Task to carry out
Retype everything from "Back at the" down to "don’t know this." in the passage below about a meal with live jazz, word for word.

-- START OF Text block --

I head for the drink table and scan the selections. A large man ahead of me is sampling the drinks to decide which is right for him. I say, “Is the iced tea any good?” He grumps, “Not sweet enough,” and heads for the lemony water.

Back at the table with Liz, I watch the elderly wheelchaired diner carefully transfer, one at a time, several ice cubes from a half-full glass to a nearly-full glass. I know what he’s doing—we southerners like our cold drinks filled with ice before fluid is added. Out-of-region servers don’t know this.

Musicians a few feet away are playing an old jazz piece called “Killer Joe,” then transition into tunes by Thelonious Monk and Miles Davis. I just can’t wipe the smile off my face, since these are the songs I played on the air some fifty-plus years ago when working as a radio DJ. The memory is vivid and visceral, adding  extra spice and sweetness to the meal.

We chat with our cheerful server and are pleased to find that she loves her job. I have a special regard for job-lovers, since they seem rare and scattered. Later, in the museum gift shop, we have long and energetic conversations with the volunteers who run the place. They, too, have that enthusiasm we love to see in craftspeople and artists.

-- END OF Text block --
-- START OF Stored data --

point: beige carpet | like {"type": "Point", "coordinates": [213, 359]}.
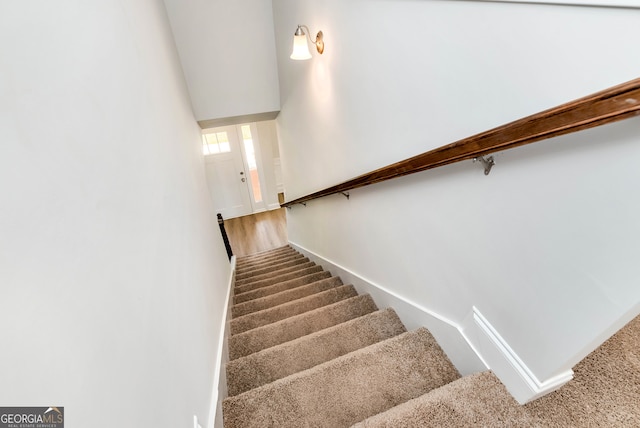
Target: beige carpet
{"type": "Point", "coordinates": [307, 351]}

-- END OF Stored data --

Written solution
Back at the table with Liz, I watch the elderly wheelchaired diner carefully transfer, one at a time, several ice cubes from a half-full glass to a nearly-full glass. I know what he’s doing—we southerners like our cold drinks filled with ice before fluid is added. Out-of-region servers don’t know this.